▶
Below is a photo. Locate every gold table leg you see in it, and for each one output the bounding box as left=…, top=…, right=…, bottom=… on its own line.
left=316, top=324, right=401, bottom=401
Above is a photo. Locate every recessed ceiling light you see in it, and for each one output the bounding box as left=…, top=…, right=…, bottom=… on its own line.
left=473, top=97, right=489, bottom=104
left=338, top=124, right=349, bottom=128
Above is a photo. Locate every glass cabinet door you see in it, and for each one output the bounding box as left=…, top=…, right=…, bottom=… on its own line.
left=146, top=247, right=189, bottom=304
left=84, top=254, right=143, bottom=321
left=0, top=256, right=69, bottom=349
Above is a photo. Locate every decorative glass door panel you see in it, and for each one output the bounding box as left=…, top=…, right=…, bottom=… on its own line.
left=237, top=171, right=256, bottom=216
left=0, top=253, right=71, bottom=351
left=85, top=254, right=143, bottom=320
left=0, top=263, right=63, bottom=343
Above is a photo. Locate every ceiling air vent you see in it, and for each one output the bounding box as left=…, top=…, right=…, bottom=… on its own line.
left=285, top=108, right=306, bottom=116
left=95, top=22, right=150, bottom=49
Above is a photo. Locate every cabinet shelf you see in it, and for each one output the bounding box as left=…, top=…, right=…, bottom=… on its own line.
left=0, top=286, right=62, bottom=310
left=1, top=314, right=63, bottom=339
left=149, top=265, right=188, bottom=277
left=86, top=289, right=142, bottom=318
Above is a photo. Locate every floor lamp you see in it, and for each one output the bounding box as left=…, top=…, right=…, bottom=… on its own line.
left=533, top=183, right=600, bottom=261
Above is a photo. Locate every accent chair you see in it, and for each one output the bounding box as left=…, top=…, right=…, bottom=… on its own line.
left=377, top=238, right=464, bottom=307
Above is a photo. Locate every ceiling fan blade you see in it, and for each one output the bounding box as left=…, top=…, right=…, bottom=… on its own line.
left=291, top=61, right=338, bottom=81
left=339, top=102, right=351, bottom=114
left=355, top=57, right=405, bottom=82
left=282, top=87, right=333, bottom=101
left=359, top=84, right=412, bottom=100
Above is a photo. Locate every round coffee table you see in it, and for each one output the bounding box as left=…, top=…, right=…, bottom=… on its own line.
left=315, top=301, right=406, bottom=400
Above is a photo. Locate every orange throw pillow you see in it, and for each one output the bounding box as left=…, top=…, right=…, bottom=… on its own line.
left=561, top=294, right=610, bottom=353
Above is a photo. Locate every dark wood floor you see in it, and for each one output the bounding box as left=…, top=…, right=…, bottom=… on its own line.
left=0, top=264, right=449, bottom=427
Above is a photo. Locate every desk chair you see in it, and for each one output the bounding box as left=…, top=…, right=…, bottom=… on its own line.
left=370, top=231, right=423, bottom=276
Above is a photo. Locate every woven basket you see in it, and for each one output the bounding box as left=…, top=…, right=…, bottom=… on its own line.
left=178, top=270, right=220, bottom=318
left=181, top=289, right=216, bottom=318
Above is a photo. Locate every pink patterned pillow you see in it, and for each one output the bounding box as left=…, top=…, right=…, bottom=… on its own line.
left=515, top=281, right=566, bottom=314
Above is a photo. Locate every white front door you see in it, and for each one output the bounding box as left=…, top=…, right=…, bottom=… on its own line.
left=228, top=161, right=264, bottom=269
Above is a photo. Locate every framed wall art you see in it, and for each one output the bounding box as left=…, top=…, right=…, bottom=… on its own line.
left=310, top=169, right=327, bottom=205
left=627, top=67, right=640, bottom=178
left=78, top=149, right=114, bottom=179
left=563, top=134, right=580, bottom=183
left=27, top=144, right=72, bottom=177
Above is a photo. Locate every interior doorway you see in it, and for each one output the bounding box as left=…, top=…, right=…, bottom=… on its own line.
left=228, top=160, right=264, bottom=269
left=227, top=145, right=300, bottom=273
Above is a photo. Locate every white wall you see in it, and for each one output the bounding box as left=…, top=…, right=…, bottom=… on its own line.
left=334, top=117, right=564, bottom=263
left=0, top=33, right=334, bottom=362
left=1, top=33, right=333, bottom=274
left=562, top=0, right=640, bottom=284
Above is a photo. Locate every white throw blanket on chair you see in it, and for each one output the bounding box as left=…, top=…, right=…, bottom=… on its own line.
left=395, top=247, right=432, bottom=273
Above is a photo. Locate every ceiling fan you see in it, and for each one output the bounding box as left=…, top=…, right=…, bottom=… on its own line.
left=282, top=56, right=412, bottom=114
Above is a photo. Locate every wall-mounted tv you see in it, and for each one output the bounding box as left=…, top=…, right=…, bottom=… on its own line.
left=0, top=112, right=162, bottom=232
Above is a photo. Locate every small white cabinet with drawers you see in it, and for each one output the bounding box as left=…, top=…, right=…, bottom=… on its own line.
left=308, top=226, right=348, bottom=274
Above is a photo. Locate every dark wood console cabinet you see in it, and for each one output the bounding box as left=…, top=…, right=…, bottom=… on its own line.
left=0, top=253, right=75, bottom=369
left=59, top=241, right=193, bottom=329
◀
Exercise goal: Could you reproduce the data above exactly as given?

Answer for this exercise:
Below is a photo. Locate every gold table leg you see in it, and for each one output the bounding box as left=…, top=…, right=…, bottom=… on its own line.
left=316, top=324, right=401, bottom=401
Above is a photo. Locate every recessed ceiling light you see in it, and for each one output the bounding box as left=…, top=…, right=…, bottom=… on its own line.
left=473, top=97, right=489, bottom=104
left=338, top=124, right=349, bottom=128
Above is a photo. Locate every glass cabinet door you see in it, and for each one output the bounding box as left=…, top=…, right=…, bottom=… on its own line.
left=146, top=247, right=189, bottom=304
left=84, top=254, right=143, bottom=321
left=0, top=256, right=69, bottom=349
Above is a photo. Locate every decorative glass door panel you see in it, and for each one output the bounding box as left=…, top=…, right=…, bottom=… on its own line.
left=237, top=171, right=256, bottom=216
left=0, top=253, right=71, bottom=351
left=85, top=254, right=143, bottom=320
left=0, top=263, right=63, bottom=343
Above is a photo. Locate every ceiling air vent you see in it, and for each one output the bounding box as left=…, top=…, right=…, bottom=… on its own line.
left=285, top=108, right=306, bottom=116
left=95, top=22, right=150, bottom=49
Above is a photo. Locate every cabinet shelf you see in it, and for each one output the bounding box as left=…, top=…, right=…, bottom=… on its own line.
left=0, top=286, right=62, bottom=310
left=1, top=314, right=63, bottom=339
left=149, top=265, right=188, bottom=277
left=86, top=289, right=142, bottom=318
Above is a photo. Locate every floor lamp you see in it, and for each one output the bounding box as left=…, top=…, right=…, bottom=… on its own line.
left=533, top=183, right=600, bottom=261
Above is a photo. Locate every accent chair you see in it, and for each one output the bounding box as left=…, top=…, right=…, bottom=… on its own line.
left=377, top=238, right=464, bottom=307
Above is a photo. Locate every ceiling fan blade you see in it, and for each one output the bounding box as left=…, top=…, right=…, bottom=… on its own line.
left=291, top=61, right=338, bottom=81
left=339, top=102, right=351, bottom=114
left=355, top=57, right=405, bottom=82
left=282, top=87, right=333, bottom=101
left=359, top=84, right=412, bottom=100
Above is a photo. Locate every round coffee table you see in it, and for each one output the bounding box as left=…, top=…, right=…, bottom=… on its own line.
left=315, top=301, right=406, bottom=400
Above is a photo. Locate every orange throw pillow you see in it, and for each one output the bounding box as left=…, top=…, right=…, bottom=… on its own line.
left=561, top=294, right=610, bottom=353
Above is a photo. Locate every dark wood floor you see in it, and for each one output the bounding box as left=…, top=…, right=…, bottom=… on its own line.
left=0, top=264, right=449, bottom=427
Above is a photo. Locate every desk chair you see in it, and for each one output the bounding box as left=…, top=…, right=…, bottom=… on its own line.
left=370, top=231, right=423, bottom=276
Above is a photo. Locate every woven basket you see in it, and for each one output the bounding box as left=…, top=…, right=…, bottom=… on its own line.
left=178, top=270, right=220, bottom=318
left=181, top=289, right=216, bottom=318
Above is a photo. Locate every pink patterned pillow you see in it, and for each one output the bounding box as left=…, top=…, right=…, bottom=… on its own line.
left=515, top=281, right=566, bottom=314
Above is a photo. Locate every white front door you see in it, and for each one output the bounding box as left=…, top=…, right=…, bottom=… on its own line.
left=228, top=161, right=264, bottom=269
Above is a photo. Locate every framed wall art you see in it, and for each one output the bounding box as left=…, top=…, right=…, bottom=… on its own line.
left=310, top=169, right=327, bottom=205
left=627, top=67, right=640, bottom=178
left=78, top=149, right=114, bottom=179
left=563, top=134, right=580, bottom=183
left=27, top=144, right=72, bottom=177
Above is a photo. Locate every interior doorway you see in it, and for each one output the bounding box as left=…, top=…, right=…, bottom=… on its own line.
left=228, top=160, right=264, bottom=269
left=227, top=145, right=300, bottom=273
Above is a photo. Locate every white wall you see in it, and for each one output the bounding box as left=…, top=…, right=…, bottom=… on its own line.
left=334, top=117, right=564, bottom=263
left=0, top=33, right=334, bottom=362
left=1, top=33, right=333, bottom=274
left=562, top=0, right=640, bottom=284
Above is a photo. Locate every white throw blanket on chair you see in it, and for each one output the bounding box as left=…, top=…, right=…, bottom=… on its own line.
left=395, top=247, right=432, bottom=273
Above is a photo. Locate every ceiling fan you see in it, and for each one output the bounding box as left=…, top=…, right=…, bottom=… on its own line.
left=282, top=56, right=412, bottom=114
Above is a photo. Locate every wall-mounted tv you see in it, and for each one output the bounding box as left=…, top=…, right=…, bottom=… on its own line.
left=0, top=112, right=162, bottom=232
Above is a photo. Locate every small white cabinet with drawers you see in it, and for each one output the bounding box as left=…, top=…, right=…, bottom=… on its own line.
left=308, top=226, right=348, bottom=274
Above is a photo. Locate every dark wood console cabinet you see in it, and for each one output the bounding box as left=…, top=…, right=…, bottom=… on its own line.
left=0, top=253, right=75, bottom=369
left=59, top=241, right=193, bottom=329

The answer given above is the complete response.